# DESCRIPTION OF THE TASK
Copy out every line of the material below, keeping each one unchanged.

[Entries from a data source]
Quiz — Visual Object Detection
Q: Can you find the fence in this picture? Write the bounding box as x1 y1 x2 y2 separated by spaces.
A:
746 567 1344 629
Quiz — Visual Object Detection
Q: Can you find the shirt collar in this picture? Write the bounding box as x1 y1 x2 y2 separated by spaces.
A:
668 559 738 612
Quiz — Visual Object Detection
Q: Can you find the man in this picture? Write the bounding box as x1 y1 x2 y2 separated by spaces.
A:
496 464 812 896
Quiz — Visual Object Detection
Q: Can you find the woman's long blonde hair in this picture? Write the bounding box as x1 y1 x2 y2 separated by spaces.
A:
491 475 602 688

# THE RESPONSE
Quiz — Visual Object Detection
Q: Can you find the fence in this picture? Write the bounding box as x1 y1 x2 y2 separated by spaces.
A:
746 567 1344 629
Quiz — Visual Object Detection
Q: Can you find the shirt collar in this picture? Write the bounding box as x1 y1 x2 y2 separated by spaces.
A:
668 559 738 612
Quiz — Visual Object Detection
Q: Can you find the man in this picture? Write the bounding box as x1 y1 x2 y2 separated by spaces.
A:
496 464 812 896
Quiz — Visual Object Detection
Q: Can you find the woman's long blonde hair in this picture? Write the bounding box as x1 y1 x2 y2 separated by spaces.
A:
491 475 602 688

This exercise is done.